▶ _What needs to be done_: Repeat the pregnancy blog post below word for word from "Pair of threes" to "cry for amnesty.".

▶ _Excerpted passage_:

Monday, October 26, 2009

Pair of threes

Tomorrow marks my 33rd week of gestating this child and true to my word, I told people I would be so over it by now and I am. Don't get me wrong -- I am not asking for a NICU baby and I don't want to be in labor in any way, shape or form -- but this is the point where I throw up the white flag and cry for amnesty.

I can't bend over, from the waist or at the knees, making toy clean-up either nonexistent or the domain of Josh. Because you know my two children ain't doing shit when I announce it's time to clean up and start singing that annoying Barney song. Emmie thinks that's the cue to start taking more toys out of the toybox and Jack starts protesting he's too tired to pick up toys. Oh yeah? Well let me know anytime you want to start waking up later than 5 a.m., buddy. Until then, get your ass in gear and pick up those legoes.

The exhaustion has also returned to first-trimester levels. For a few days I was concerned I might be narcoleptic, but then I remembered I am 33 weeks pregnant and I get up at 5 a.m. every day and I chase a toddler and preschooler and I go to bed every night at 11 p.m. I would be falling asleep even if I wasn't pregnant. So when I find myself drooling on the couch cushions with the kids sticking their faces in my face asking, "Mommy? Mommy, are you sleeping?" and poking me in the eye, I don't feel so bad. It's not like I am leaving them unattended -- I am just resting my eyes for a few minutes.

[Object detection data]
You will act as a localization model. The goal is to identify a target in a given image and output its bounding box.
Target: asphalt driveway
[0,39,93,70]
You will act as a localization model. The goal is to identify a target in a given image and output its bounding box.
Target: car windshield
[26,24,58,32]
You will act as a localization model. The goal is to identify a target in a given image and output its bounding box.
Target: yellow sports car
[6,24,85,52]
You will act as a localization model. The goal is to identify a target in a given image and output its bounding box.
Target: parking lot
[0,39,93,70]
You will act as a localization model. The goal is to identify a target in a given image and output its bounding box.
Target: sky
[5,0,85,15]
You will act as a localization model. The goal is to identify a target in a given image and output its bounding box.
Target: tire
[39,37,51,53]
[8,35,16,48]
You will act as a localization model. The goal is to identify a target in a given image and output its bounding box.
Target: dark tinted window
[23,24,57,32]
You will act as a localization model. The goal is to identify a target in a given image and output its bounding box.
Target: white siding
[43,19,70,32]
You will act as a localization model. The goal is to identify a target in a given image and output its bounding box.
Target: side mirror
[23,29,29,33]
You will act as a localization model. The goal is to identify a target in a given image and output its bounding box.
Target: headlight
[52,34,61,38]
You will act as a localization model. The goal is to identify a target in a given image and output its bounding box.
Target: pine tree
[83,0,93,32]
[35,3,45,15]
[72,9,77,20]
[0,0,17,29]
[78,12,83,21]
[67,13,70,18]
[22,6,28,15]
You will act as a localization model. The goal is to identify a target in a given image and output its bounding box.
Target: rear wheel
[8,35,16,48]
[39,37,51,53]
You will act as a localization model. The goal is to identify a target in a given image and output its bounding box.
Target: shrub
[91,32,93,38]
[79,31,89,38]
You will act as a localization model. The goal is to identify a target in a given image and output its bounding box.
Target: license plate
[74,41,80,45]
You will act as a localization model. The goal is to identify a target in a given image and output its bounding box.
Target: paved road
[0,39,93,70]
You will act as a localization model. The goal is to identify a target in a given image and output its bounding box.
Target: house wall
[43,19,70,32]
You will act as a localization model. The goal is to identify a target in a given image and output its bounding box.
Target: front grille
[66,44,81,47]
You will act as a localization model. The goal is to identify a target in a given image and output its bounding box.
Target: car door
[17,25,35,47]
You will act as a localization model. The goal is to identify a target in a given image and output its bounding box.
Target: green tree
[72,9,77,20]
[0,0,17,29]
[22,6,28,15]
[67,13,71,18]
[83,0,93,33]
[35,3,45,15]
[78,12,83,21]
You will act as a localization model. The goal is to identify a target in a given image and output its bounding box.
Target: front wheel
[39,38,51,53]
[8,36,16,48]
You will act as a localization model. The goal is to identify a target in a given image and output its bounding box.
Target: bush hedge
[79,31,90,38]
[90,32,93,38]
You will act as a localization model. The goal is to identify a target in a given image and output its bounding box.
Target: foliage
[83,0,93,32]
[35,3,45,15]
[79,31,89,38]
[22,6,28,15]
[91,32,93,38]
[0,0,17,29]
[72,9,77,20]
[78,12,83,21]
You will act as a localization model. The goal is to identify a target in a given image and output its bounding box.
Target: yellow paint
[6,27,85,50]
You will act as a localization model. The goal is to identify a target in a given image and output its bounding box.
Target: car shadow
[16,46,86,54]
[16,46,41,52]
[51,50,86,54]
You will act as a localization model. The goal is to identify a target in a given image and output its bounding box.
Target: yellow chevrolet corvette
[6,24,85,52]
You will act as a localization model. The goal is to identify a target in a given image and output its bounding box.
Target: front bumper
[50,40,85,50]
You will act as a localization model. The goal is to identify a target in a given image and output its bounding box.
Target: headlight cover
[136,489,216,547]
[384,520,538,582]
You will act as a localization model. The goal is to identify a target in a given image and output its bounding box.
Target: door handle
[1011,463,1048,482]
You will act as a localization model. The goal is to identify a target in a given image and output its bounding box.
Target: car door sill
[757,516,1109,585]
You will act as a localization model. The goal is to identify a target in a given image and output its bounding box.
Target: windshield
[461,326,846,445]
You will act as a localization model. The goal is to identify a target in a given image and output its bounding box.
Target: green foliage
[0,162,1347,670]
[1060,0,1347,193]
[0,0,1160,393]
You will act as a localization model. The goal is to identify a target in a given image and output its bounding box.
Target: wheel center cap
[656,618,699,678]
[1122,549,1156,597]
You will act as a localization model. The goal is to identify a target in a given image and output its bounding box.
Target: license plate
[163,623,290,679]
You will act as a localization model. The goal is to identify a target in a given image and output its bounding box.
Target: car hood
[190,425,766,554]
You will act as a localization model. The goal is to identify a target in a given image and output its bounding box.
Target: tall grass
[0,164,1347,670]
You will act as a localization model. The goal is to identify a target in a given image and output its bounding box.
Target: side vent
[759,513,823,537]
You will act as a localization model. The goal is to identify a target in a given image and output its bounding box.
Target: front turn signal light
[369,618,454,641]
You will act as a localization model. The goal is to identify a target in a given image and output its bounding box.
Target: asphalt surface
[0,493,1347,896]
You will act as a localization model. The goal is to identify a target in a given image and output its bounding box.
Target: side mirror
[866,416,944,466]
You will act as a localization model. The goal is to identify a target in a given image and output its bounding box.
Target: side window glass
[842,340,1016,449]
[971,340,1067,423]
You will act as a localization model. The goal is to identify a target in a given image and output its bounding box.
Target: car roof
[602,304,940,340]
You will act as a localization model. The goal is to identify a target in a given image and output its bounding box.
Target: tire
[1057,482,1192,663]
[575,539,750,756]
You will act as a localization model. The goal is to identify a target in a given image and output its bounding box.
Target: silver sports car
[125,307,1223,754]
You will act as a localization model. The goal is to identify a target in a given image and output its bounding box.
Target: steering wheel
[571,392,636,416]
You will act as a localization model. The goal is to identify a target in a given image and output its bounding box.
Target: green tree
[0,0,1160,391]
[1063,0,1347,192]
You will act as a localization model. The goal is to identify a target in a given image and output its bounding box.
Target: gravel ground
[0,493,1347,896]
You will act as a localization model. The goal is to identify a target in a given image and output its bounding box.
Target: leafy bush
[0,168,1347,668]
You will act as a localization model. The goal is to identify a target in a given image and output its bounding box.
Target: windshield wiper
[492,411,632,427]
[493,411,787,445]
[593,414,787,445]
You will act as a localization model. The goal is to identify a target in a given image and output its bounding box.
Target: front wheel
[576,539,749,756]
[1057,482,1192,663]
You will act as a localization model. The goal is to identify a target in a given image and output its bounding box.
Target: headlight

▶ _Solution below_:
Pair of threes

Tomorrow marks my 33rd week of gestating this child and true to my word, I told people I would be so over it by now and I am. Don't get me wrong -- I am not asking for a NICU baby and I don't want to be in labor in any way, shape or form -- but this is the point where I throw up the white flag and cry for amnesty.